### TASK TO CARRY OUT
Scan the records below and report how many lines include the string "sunglasses"; the number alone will do.
··· RECORD EXCERPTS
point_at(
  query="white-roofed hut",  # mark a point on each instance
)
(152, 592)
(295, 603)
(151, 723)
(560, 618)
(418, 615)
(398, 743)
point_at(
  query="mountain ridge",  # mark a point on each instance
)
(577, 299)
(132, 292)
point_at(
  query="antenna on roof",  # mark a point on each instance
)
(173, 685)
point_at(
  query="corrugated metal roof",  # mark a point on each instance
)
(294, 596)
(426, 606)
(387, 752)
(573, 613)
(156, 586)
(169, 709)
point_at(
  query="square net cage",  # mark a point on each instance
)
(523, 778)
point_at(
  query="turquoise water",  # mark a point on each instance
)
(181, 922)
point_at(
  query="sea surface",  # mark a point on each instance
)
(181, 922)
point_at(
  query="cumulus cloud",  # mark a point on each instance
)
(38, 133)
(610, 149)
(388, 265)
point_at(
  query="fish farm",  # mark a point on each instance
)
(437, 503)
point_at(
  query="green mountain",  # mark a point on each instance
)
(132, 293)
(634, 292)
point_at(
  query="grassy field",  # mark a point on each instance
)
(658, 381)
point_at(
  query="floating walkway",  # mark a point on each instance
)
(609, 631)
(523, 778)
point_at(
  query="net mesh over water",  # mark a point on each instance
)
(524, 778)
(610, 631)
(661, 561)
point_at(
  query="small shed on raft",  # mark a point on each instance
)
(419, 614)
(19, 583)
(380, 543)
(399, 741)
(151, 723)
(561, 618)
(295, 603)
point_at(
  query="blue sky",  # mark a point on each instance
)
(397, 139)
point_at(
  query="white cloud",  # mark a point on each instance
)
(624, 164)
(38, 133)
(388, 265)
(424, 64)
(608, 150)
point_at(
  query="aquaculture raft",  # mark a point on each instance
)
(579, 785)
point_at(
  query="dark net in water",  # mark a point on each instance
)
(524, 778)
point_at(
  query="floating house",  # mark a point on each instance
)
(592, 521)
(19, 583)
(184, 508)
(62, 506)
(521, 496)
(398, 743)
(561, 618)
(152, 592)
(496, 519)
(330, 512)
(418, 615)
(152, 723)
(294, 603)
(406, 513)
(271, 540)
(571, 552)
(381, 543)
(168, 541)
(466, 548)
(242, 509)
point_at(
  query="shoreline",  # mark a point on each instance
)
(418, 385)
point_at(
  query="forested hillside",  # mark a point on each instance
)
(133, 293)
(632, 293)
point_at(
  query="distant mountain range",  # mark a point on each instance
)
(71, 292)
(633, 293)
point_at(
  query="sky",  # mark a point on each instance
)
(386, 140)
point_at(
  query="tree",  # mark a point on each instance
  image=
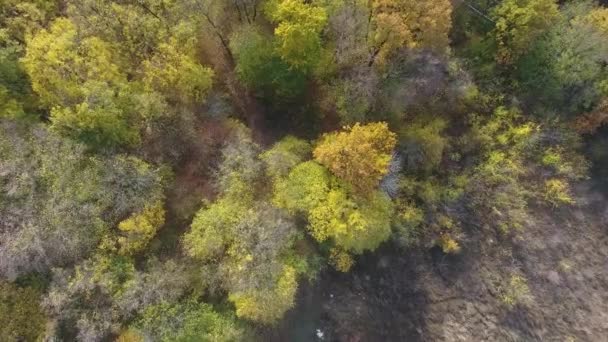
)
(299, 25)
(518, 24)
(360, 155)
(565, 67)
(57, 202)
(409, 24)
(423, 144)
(351, 222)
(140, 228)
(95, 298)
(267, 306)
(249, 241)
(261, 69)
(176, 74)
(188, 320)
(284, 155)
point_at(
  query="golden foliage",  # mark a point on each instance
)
(410, 24)
(360, 154)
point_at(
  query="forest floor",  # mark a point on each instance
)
(393, 295)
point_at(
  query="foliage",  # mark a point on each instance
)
(259, 68)
(188, 320)
(285, 155)
(299, 25)
(177, 74)
(52, 190)
(267, 306)
(566, 65)
(409, 24)
(360, 155)
(352, 222)
(518, 24)
(140, 228)
(21, 317)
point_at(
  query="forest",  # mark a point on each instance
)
(303, 170)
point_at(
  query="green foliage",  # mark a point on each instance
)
(52, 190)
(176, 74)
(518, 24)
(83, 85)
(351, 222)
(21, 317)
(250, 241)
(258, 66)
(188, 320)
(285, 155)
(140, 228)
(557, 192)
(565, 66)
(424, 144)
(360, 155)
(267, 305)
(299, 25)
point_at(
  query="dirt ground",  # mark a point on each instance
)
(394, 295)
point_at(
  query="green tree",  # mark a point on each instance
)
(80, 81)
(299, 25)
(518, 24)
(360, 155)
(565, 67)
(176, 74)
(59, 202)
(409, 24)
(261, 69)
(188, 320)
(351, 222)
(285, 155)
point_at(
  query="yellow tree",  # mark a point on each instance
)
(519, 23)
(409, 23)
(360, 155)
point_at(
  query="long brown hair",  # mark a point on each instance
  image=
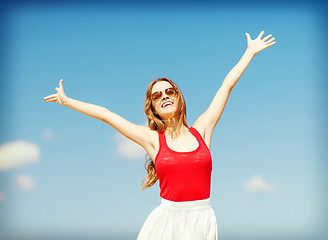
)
(155, 123)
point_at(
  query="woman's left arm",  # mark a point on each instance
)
(208, 120)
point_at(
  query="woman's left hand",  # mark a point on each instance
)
(258, 44)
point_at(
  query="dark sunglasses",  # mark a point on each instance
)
(156, 96)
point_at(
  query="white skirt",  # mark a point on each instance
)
(192, 220)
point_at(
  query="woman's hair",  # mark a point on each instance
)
(155, 123)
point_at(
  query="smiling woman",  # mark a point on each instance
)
(179, 155)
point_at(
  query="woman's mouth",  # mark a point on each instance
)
(166, 104)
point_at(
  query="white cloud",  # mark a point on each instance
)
(17, 154)
(257, 184)
(25, 183)
(129, 149)
(2, 197)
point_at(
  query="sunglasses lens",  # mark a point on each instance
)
(156, 96)
(170, 92)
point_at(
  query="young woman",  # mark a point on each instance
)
(179, 155)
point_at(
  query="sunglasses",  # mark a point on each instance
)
(156, 96)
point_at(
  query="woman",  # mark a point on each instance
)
(179, 155)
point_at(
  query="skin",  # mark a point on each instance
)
(183, 140)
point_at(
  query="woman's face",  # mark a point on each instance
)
(165, 106)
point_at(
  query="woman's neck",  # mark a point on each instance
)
(174, 128)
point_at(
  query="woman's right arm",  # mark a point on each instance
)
(136, 133)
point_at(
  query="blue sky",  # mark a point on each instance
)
(76, 176)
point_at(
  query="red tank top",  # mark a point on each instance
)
(184, 176)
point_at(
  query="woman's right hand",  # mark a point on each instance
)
(59, 97)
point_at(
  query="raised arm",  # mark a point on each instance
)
(208, 120)
(137, 133)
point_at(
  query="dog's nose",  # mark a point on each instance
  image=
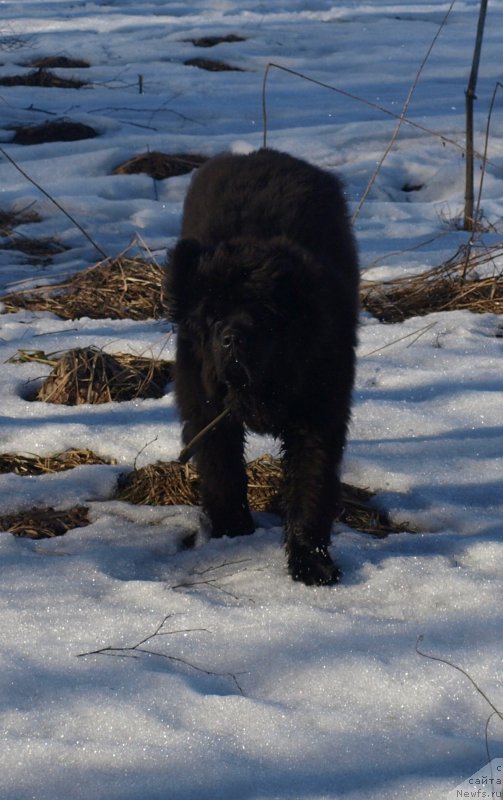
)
(232, 338)
(228, 339)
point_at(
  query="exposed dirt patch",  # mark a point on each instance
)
(160, 165)
(211, 41)
(44, 78)
(58, 131)
(58, 62)
(211, 66)
(11, 218)
(37, 249)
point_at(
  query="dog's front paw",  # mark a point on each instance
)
(314, 567)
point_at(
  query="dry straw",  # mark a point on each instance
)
(116, 288)
(31, 464)
(458, 284)
(89, 375)
(44, 523)
(172, 483)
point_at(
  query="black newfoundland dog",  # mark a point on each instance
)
(263, 286)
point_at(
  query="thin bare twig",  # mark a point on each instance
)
(376, 106)
(54, 201)
(132, 650)
(402, 116)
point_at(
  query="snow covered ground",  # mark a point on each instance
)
······
### ANSWER TO THIS TASK
3